▶ Exercise aim:
Please decide whether each of the following statements agrees with the project setup text, answering yes or no and quoting the words of the text that settle it. 1. Task 0.1 has priority P0. 2. Task 0.1 is estimated to take one week. 3. The file params.yaml holds model hyperparameters.

Development Environment Setup

Task 0.1: Project Structure & Environment

Priority: P0 | Effort: 1 day | Owner: DevOps/Setup

Deliverables:

# Create project structure
mkdir -p src/{components,pipeline,utils}
mkdir -p {data/{raw,processed,validated},models,notebooks,tests,docs,airflow/dags}
mkdir -p {reports,logs,configs}

# Create configuration files
touch requirements.txt setup.py params.yaml dvc.yaml
touch Dockerfile.flask docker-compose.yaml .env.example
touch README.md CONTRIBUTING.md .gitignore .dockerignore

Key Files to Create:

  • requirements.txt: Python dependencies
  • setup.py: Package configuration
  • params.yaml: Model hyperparameters
  • dvc.yaml: DVC pipeline configuration
  • docker-compose.yaml: Multi-service orchestration

Acceptance Criteria:

  • Complete directory structure created
  • Virtual environment activated and dependencies installed
  • Git repository initialized with proper .gitignore
  • DVC initialized for data versioning
  • Docker environment functional

Phase 1: ML Pipeline Development (Weeks 1-4)

▶ Record list:
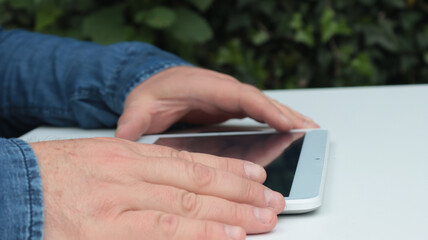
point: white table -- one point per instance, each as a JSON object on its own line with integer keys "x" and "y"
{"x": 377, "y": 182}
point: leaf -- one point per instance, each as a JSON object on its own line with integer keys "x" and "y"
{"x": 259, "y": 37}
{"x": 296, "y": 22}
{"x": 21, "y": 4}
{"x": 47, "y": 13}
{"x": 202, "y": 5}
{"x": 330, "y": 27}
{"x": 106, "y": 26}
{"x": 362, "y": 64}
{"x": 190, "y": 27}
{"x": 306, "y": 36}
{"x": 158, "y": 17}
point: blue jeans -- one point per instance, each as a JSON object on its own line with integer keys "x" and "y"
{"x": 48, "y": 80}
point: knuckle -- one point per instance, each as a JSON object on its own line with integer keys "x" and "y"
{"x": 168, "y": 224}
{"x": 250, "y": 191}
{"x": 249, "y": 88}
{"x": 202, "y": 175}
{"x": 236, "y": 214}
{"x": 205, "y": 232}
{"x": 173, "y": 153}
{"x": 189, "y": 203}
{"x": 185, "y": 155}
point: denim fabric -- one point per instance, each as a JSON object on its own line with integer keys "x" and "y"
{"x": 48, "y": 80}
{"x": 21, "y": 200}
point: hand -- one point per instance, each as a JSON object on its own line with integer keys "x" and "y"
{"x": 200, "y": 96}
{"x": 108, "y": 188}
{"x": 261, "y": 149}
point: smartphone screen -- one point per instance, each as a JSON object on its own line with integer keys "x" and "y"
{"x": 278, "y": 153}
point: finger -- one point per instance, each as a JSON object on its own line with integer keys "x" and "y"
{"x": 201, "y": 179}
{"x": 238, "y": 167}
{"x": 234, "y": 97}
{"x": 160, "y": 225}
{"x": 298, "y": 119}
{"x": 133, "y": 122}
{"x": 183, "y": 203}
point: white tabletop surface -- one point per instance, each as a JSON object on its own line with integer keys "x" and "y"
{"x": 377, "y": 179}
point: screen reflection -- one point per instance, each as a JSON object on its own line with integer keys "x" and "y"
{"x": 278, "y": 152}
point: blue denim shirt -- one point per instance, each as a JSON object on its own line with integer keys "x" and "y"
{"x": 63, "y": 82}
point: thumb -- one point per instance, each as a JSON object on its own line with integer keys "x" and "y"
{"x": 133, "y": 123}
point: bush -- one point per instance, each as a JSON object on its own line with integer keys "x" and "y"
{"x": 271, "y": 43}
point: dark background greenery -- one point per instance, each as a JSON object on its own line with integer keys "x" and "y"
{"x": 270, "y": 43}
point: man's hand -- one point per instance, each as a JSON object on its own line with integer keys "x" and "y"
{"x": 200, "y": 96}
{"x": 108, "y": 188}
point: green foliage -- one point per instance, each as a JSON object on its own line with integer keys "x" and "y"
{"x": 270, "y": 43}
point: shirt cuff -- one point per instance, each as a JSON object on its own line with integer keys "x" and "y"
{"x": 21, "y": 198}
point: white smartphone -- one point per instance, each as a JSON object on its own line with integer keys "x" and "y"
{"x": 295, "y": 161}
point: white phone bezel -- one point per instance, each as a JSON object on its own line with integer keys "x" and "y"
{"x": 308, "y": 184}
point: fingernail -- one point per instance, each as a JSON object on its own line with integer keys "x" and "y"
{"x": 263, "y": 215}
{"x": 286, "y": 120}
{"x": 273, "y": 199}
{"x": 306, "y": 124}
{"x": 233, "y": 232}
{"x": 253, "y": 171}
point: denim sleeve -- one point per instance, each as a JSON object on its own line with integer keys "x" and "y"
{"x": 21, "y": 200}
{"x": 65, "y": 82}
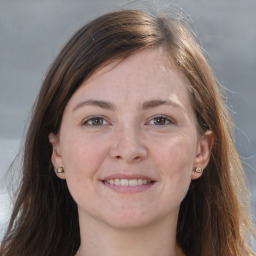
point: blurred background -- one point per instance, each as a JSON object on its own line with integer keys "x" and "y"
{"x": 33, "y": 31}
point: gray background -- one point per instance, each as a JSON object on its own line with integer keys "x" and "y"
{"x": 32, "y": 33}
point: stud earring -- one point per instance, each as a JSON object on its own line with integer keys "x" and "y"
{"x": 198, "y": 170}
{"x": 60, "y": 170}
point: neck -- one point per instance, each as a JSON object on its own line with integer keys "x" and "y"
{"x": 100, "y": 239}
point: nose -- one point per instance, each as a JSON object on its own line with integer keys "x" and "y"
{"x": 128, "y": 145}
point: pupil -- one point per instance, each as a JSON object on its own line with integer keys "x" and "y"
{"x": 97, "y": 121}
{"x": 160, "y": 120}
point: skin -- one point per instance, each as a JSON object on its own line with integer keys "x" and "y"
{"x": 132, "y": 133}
* * *
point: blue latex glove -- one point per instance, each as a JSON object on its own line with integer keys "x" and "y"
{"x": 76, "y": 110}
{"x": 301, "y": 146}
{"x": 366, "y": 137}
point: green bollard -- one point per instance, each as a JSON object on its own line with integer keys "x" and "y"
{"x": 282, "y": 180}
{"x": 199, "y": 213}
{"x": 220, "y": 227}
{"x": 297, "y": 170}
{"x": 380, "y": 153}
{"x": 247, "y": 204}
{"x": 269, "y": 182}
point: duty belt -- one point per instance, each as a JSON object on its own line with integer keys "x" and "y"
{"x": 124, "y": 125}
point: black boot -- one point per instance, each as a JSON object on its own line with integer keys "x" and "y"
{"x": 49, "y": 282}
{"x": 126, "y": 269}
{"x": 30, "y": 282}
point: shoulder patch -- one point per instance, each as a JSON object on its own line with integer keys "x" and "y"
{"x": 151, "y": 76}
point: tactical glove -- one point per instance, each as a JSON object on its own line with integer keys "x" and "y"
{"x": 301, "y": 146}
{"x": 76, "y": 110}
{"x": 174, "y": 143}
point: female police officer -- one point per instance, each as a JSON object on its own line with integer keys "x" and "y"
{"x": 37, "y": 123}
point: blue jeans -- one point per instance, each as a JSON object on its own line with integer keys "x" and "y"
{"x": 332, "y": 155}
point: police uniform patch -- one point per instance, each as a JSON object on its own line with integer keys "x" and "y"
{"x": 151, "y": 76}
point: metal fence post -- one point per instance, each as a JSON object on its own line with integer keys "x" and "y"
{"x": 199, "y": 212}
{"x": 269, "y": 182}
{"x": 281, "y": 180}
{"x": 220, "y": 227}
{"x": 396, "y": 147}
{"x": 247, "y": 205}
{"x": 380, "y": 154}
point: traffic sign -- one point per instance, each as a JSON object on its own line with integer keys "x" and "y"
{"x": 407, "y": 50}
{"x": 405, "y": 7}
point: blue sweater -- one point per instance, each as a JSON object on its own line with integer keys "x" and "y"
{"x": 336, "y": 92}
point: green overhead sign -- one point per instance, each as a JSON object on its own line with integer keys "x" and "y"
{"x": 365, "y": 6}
...
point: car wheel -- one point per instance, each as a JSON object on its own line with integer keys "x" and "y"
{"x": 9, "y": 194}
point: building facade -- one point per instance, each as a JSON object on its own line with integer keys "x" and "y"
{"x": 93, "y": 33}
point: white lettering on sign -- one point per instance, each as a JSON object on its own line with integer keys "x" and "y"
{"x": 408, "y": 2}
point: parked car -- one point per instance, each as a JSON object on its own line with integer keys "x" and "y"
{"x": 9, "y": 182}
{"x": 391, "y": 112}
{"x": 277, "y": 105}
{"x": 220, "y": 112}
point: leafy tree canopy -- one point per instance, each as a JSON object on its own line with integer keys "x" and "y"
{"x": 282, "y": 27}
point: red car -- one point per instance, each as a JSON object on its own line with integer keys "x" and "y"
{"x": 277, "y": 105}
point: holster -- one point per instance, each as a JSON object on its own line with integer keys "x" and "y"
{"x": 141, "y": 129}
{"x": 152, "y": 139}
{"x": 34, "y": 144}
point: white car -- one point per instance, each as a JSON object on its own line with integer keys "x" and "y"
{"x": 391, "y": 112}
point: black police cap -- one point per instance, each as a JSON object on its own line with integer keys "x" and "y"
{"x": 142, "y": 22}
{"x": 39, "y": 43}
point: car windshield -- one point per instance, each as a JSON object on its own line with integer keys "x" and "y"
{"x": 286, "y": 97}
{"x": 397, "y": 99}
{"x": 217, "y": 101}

▶ In response:
1. Yes: "Priority: P0"
2. No: "Effort: 1 day"
3. Yes: "params.yaml: Model hyperparameters"